• Extracted records:
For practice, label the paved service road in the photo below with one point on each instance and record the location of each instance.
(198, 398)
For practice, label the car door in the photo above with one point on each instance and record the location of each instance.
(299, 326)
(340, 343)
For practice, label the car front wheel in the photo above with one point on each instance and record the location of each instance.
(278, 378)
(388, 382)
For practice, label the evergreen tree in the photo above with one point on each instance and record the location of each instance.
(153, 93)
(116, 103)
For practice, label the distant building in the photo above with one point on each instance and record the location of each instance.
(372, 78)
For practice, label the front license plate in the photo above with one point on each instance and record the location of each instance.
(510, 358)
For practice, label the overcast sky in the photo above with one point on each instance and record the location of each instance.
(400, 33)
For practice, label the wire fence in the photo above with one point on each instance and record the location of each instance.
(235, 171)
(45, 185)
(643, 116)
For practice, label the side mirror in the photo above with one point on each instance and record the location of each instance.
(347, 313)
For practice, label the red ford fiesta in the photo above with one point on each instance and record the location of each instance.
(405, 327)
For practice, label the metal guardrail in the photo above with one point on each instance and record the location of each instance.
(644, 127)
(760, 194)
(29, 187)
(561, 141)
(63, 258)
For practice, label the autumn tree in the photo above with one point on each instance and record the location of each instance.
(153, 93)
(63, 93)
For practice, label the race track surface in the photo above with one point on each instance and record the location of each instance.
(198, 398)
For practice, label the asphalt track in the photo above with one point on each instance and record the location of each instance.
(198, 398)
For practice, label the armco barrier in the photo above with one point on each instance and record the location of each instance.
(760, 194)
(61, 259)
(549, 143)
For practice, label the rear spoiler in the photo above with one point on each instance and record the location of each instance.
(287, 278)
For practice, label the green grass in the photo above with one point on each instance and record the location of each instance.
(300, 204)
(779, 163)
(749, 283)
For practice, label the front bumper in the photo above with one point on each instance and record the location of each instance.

• Task statement:
Please return all of the entries exactly as they were given.

• Problem solution:
For practice, label the paved service road in the photo below with one point on each instance and record the location of each instance.
(198, 398)
For practice, label the car door in the photo above with one point on each instance and record the location of each instance.
(299, 326)
(340, 343)
For practice, label the car front wheel in the photo above with one point on each instance and record the location of each instance.
(278, 378)
(388, 382)
For practice, label the evergreen tree in the photo above with one point on each instance and record the location of each instance.
(153, 93)
(116, 103)
For practice, label the distant building in the photo above with one point on each instance and record the location of each instance.
(372, 78)
For practice, label the front license plate in the photo above with one point on each instance and record the location of each instance.
(510, 358)
For practice, label the overcast sky in the photo above with one point on each instance and record the location of each instance.
(400, 33)
For practice, label the wire fence in the photo above with one point on each instance and record the location of each instance.
(235, 171)
(45, 185)
(643, 116)
For practice, label the side mirror in the photo above with one point on each instance and record the location of each instance.
(347, 313)
For practice, label the red ford fiesta in the photo above with one point on each instance and record the location of each instance.
(405, 327)
For practice, label the metal guardrail in the photo above with one point on each instance and record the location of each instance.
(644, 127)
(760, 194)
(29, 187)
(561, 141)
(63, 258)
For practice, label the autumn tree in the photo above with one point on each instance and record the location of each instance.
(153, 93)
(63, 93)
For practice, label the race track surface in the photo above with one point on each instance and record the location of each instance.
(198, 398)
For practice, label the asphalt track in the photo above with one point on each instance and record the location of each instance.
(198, 398)
For practice, label the armco barrier in the photo above with one point on each instance and record the location of each instance.
(760, 194)
(61, 259)
(549, 143)
For practice, label the rear spoiler in the photo above with one point on each instance and record the location of each instance.
(287, 278)
For practice, label the green grass in the photo above with one point on each instance and record the location of each instance.
(300, 204)
(779, 163)
(749, 283)
For practice, label the front bumper in the photo above with one point on each instance and record the location of each instance.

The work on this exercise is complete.